## 任务目标
从下列数据中挑出所有含有字符串“sunlit”的行，并逐行照抄，匹配时区分大小写。

[提取的数据条目]
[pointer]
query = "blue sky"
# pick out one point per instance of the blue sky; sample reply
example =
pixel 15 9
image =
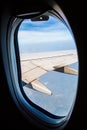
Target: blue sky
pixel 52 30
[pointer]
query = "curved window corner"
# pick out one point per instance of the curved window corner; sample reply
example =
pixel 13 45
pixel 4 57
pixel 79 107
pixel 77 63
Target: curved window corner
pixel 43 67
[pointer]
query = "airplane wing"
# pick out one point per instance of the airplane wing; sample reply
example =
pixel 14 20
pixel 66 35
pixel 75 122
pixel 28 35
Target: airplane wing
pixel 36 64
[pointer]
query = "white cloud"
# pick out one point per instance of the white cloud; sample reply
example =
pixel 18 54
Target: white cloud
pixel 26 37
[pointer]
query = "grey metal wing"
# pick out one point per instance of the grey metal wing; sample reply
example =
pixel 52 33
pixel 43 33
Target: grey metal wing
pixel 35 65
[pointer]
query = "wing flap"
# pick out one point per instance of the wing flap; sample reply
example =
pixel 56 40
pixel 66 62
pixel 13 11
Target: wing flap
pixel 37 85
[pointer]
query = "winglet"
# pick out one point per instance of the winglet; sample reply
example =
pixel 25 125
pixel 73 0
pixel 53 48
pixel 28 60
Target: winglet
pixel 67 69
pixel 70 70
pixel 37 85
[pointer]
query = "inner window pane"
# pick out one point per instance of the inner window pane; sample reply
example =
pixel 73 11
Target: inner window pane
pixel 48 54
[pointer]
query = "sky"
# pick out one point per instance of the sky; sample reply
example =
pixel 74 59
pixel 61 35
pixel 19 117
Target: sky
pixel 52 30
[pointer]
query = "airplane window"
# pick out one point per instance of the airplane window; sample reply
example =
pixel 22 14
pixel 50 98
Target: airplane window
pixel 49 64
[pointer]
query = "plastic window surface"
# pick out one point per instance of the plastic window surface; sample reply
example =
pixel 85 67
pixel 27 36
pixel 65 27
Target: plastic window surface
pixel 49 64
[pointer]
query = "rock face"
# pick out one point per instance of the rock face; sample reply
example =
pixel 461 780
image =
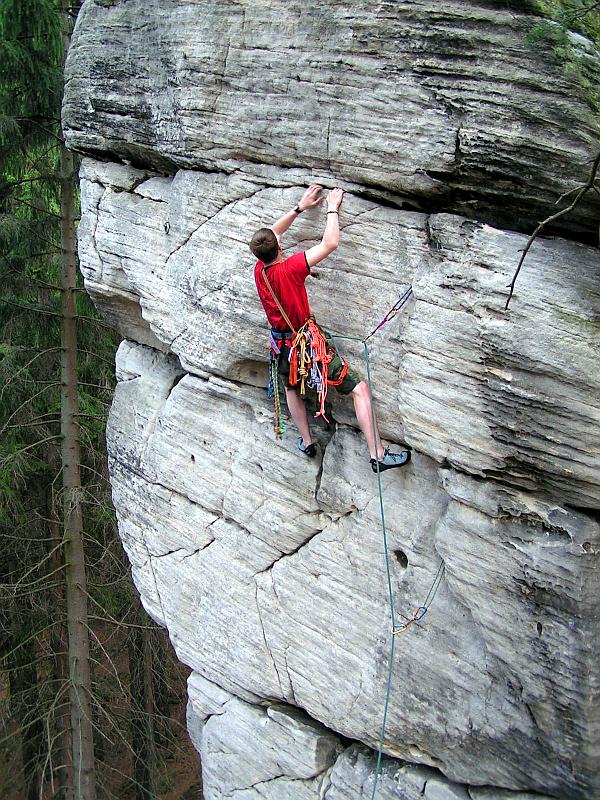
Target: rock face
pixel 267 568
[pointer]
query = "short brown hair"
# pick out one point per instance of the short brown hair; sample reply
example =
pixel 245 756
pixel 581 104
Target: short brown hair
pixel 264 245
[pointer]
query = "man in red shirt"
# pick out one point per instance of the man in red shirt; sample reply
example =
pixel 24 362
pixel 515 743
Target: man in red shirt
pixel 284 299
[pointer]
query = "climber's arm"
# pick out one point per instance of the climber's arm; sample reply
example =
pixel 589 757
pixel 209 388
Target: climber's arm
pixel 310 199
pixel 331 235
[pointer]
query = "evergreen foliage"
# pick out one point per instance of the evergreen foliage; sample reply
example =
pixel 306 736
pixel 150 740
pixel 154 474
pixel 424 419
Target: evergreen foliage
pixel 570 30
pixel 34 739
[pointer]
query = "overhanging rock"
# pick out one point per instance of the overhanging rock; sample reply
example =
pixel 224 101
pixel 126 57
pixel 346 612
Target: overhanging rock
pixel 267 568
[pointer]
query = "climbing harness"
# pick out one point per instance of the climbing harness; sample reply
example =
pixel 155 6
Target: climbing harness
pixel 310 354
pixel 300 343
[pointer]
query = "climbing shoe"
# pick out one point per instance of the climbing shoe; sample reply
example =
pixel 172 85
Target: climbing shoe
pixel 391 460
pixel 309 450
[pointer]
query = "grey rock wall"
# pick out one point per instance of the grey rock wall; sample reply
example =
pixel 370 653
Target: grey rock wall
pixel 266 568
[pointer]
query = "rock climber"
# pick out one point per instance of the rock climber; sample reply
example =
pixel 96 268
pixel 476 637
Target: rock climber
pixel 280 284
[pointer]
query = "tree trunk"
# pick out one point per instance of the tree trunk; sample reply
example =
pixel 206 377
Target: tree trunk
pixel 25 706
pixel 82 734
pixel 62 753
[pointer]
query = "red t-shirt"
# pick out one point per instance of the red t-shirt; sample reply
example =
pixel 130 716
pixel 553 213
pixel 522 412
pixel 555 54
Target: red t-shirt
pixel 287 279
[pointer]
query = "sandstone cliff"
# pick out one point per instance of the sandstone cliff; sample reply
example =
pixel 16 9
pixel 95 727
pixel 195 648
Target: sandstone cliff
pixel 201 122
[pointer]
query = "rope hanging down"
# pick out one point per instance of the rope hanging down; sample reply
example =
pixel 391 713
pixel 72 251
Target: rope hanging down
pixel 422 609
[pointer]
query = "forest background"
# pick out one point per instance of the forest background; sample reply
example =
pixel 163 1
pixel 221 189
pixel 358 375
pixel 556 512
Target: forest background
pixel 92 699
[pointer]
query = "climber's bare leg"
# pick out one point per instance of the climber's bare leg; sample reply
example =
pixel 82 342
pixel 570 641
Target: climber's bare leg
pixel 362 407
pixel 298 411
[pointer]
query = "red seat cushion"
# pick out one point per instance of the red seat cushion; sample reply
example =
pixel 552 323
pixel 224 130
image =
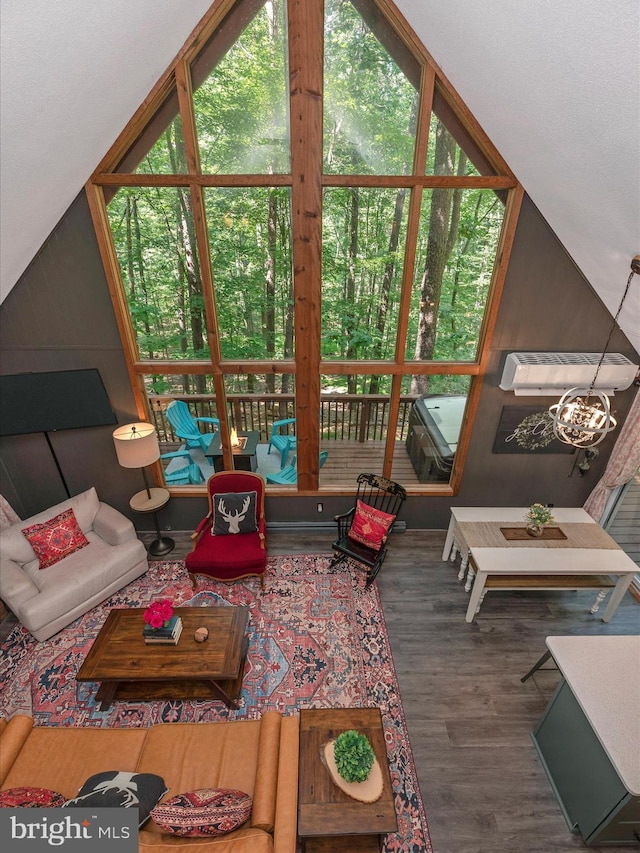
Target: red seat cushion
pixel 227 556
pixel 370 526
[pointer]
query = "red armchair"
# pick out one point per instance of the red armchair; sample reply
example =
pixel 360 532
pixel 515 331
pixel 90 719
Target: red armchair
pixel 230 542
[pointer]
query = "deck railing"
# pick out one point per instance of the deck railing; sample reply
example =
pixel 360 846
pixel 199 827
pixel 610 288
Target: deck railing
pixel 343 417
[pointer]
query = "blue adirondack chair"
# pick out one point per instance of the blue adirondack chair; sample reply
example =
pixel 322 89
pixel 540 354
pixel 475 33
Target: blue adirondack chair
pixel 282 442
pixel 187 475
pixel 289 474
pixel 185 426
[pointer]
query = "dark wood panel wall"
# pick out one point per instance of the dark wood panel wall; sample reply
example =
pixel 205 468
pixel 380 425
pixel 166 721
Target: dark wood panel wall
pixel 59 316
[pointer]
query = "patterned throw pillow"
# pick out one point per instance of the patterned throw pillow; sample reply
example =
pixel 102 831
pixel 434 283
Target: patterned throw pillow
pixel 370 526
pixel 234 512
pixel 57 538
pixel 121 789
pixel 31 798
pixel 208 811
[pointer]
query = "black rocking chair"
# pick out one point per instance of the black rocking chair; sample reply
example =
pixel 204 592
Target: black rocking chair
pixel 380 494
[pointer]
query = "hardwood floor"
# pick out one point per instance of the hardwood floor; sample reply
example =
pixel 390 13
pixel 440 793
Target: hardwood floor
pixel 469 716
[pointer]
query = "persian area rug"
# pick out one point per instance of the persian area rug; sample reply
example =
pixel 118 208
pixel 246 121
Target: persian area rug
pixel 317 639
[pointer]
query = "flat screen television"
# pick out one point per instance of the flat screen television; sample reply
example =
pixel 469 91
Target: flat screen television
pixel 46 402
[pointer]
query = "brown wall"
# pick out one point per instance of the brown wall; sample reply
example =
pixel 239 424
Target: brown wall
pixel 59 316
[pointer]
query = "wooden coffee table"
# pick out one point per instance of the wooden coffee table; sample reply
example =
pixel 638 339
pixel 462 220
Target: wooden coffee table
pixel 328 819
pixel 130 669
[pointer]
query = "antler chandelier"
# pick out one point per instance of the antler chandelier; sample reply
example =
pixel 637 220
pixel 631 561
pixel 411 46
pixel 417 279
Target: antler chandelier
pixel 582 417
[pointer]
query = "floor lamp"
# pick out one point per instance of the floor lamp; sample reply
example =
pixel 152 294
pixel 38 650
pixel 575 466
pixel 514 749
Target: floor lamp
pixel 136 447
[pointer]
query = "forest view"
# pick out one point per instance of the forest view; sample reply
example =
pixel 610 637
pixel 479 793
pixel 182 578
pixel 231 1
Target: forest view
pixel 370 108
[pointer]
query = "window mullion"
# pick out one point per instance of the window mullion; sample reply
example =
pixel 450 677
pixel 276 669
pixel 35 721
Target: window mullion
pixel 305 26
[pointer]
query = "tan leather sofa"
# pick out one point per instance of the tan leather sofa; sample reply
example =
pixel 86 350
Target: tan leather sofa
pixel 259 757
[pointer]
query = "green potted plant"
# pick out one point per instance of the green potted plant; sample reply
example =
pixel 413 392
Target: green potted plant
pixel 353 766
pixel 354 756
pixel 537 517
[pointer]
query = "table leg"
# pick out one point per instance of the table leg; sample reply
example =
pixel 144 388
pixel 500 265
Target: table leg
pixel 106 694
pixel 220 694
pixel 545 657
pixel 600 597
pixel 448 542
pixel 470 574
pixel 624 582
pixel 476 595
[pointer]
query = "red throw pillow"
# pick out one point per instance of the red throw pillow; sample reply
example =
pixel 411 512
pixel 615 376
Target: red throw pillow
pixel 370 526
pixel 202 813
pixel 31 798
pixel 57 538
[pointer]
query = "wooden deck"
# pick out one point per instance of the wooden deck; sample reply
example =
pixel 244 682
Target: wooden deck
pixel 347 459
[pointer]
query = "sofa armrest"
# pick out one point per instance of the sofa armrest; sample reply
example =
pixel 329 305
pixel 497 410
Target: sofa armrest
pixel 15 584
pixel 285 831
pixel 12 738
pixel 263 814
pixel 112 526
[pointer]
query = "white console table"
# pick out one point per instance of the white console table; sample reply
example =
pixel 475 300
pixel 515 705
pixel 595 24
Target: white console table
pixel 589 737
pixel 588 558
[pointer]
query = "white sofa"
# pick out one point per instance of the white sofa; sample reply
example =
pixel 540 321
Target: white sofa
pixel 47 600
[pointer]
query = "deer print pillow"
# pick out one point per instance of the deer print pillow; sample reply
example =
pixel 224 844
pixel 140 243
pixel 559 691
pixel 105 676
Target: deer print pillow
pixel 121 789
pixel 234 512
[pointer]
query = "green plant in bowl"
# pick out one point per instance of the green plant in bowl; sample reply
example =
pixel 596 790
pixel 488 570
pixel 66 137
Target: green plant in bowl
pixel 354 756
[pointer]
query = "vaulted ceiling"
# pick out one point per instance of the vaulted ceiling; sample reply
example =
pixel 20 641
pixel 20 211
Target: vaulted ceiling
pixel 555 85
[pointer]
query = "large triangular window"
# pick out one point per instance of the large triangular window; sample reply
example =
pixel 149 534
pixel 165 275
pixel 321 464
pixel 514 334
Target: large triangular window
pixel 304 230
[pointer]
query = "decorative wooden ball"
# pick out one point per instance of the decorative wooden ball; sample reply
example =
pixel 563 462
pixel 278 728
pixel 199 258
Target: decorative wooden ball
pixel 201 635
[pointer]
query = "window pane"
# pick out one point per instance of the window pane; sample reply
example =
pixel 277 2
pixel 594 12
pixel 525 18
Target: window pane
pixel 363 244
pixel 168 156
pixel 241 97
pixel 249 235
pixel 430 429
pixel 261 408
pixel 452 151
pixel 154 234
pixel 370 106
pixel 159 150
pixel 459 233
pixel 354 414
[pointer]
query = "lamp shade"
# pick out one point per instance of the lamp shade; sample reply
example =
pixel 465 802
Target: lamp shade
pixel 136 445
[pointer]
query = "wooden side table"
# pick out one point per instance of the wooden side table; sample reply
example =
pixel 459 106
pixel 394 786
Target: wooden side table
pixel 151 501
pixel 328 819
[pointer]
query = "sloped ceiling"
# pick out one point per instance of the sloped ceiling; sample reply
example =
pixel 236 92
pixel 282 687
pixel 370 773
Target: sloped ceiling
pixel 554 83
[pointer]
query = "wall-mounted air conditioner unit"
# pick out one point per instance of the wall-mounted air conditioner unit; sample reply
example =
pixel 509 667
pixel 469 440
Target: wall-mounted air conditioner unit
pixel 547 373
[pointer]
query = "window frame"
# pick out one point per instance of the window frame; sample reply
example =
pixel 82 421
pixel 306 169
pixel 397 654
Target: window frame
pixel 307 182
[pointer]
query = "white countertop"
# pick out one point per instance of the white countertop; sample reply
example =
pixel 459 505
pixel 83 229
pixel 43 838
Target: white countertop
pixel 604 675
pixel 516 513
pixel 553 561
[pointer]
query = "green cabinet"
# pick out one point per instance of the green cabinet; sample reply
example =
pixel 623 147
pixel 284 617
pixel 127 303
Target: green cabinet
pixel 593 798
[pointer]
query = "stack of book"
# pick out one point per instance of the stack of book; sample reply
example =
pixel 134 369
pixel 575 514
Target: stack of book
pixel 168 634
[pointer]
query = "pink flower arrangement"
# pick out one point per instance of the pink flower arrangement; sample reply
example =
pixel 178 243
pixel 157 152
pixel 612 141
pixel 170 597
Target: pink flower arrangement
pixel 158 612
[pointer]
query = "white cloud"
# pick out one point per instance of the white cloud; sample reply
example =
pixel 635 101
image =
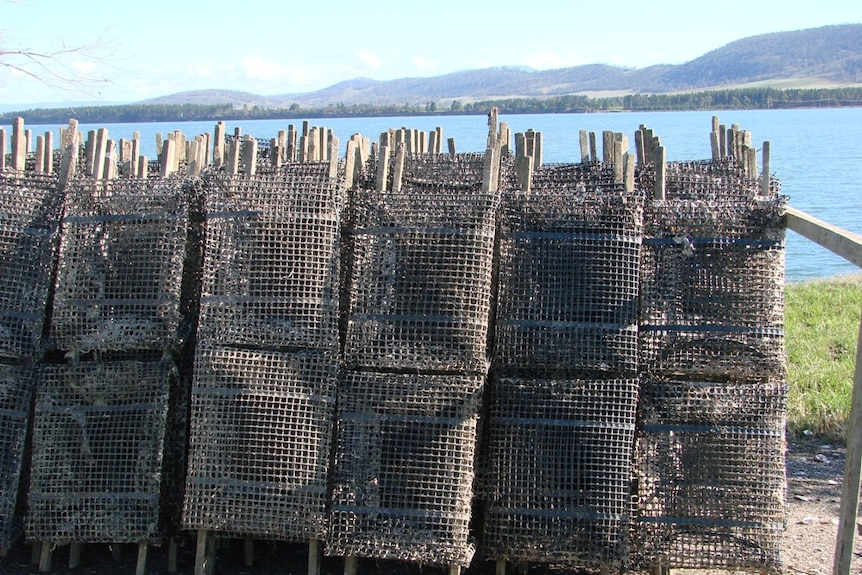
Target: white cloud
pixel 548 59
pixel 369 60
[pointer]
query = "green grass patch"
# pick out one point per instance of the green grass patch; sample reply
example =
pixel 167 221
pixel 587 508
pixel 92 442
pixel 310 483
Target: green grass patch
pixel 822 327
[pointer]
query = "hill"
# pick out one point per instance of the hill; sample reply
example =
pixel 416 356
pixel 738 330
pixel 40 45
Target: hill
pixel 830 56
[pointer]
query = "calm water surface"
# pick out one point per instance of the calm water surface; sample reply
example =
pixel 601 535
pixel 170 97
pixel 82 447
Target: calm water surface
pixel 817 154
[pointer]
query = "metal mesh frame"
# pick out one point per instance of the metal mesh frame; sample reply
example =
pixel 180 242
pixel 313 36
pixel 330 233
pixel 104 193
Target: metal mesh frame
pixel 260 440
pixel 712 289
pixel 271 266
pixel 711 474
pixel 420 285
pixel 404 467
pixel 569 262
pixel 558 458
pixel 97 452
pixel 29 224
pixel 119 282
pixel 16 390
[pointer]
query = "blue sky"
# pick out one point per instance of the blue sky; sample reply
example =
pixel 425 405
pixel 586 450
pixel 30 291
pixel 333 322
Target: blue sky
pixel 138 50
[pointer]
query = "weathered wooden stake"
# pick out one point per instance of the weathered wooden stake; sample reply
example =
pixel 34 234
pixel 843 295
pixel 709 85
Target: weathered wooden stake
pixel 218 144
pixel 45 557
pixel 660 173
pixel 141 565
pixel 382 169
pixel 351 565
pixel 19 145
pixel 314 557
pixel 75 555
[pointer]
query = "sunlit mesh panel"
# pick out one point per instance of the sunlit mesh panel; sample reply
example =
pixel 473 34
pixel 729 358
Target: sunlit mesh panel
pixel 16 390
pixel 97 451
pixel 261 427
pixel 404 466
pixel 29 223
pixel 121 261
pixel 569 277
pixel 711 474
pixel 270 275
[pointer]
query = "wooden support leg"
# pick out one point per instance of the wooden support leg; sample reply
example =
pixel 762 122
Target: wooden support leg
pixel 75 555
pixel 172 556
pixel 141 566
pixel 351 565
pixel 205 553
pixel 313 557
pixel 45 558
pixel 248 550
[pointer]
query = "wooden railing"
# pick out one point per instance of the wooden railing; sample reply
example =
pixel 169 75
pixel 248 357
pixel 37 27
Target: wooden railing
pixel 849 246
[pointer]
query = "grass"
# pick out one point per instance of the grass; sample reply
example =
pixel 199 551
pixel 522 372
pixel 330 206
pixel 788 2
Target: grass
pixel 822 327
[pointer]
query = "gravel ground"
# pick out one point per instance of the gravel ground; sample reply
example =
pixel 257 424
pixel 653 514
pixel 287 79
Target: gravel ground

## 书面解答
query = "sunlit mesh panel"
# pick out one point per instance of the sunlit mesh panel; sample reply
Target: sunlit mesh panel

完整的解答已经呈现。